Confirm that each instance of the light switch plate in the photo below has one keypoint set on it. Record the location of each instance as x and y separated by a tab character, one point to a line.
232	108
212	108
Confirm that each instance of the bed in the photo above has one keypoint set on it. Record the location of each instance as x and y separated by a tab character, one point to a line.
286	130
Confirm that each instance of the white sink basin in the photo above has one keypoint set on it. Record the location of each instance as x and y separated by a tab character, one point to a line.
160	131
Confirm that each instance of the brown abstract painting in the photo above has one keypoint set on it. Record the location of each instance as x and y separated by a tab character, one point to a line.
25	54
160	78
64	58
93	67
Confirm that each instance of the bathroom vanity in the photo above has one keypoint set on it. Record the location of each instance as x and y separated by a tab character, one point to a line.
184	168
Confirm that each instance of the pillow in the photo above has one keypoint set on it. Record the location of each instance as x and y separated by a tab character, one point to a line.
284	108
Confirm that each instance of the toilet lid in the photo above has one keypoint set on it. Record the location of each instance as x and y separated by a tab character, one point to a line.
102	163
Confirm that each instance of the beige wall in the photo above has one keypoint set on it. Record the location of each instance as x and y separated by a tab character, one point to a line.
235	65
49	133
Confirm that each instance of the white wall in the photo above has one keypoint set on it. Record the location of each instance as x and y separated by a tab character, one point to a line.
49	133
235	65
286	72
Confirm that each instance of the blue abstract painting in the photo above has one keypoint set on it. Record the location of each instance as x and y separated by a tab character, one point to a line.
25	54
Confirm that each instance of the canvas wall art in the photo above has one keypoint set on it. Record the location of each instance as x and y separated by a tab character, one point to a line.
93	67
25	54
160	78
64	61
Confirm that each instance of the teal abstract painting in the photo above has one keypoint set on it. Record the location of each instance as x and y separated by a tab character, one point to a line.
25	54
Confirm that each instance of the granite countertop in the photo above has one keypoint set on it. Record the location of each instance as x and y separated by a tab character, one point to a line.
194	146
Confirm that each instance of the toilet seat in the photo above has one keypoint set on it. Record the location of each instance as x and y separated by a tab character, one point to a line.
══════════
Copy out all of the data above word for word, keeping every line unchanged and in the same order.

THE OUTPUT ▸
Confirm that each instance of the light switch plate in the photo below has one keypoint set on it. Record the location of each instance as x and y separated by a tab character, one point to a line.
232	108
212	108
Confirm that each instance of the bed in the photo above has one keypoint set on it. Record the location of each instance as x and y separated by a tab character, one point to a line.
286	130
Confirm that each instance of the white sink basin in the photo above has one keypoint set on it. Record the location of each instance as x and y separated by a tab character, one point to a line.
160	131
Confirm that each instance of the brown abstract painting in the photo above has one keypoint set on it. Record the location of each instance as x and y separated by a tab character, one point to a line.
25	54
160	78
64	58
93	67
Confirm that each instance of the bathroom vanity in the photo above has one keypoint set on it. Record the location of each instance as x and y separated by a tab character, one point to a line.
184	168
Confirm that each instance of the pillow in the photo above has one keypoint set on it. Record the location of each instance as x and y separated by a tab character, one point to a line.
284	108
Confirm that each instance of the toilet lid in the photo above has one keypoint set on it. Record the location of each instance as x and y separated by a tab character, one point to a line.
102	163
Confirm that each instance of the beige wall in the photo above has one keypoint set on it. Record the location of each instance as x and y separated by a tab character, one point to a line.
235	65
49	133
Confirm that each instance of the white wall in the photo above has one keypoint set on it. Record the location of each instance as x and y separated by a tab character, one point to a line.
49	133
235	65
286	72
Confirm that each instance of the blue abstract painting in the photo above has one keypoint set on it. Record the location of each instance as x and y separated by a tab character, one point to a line.
25	54
Confirm that each instance of the canvas wall art in the photo above has one keypoint set on it. Record the location of each instance as x and y separated by a tab character, one point to a line.
93	67
25	54
160	78
64	61
Confirm that each instance of the teal abstract painting in the photo above has one keypoint set on it. Record the location of each instance as x and y separated by a tab character, one point to a line.
25	54
Confirm that each instance of the granite countertop in the photo above has one keypoint set on it. Record the location of each instance as x and y separated by a tab character, one point to a line.
194	146
Confirm that each instance of the toilet seat in the photo above has one keypoint set on it. Record the location of each instance as x and y separated by a tab character, one point to a line.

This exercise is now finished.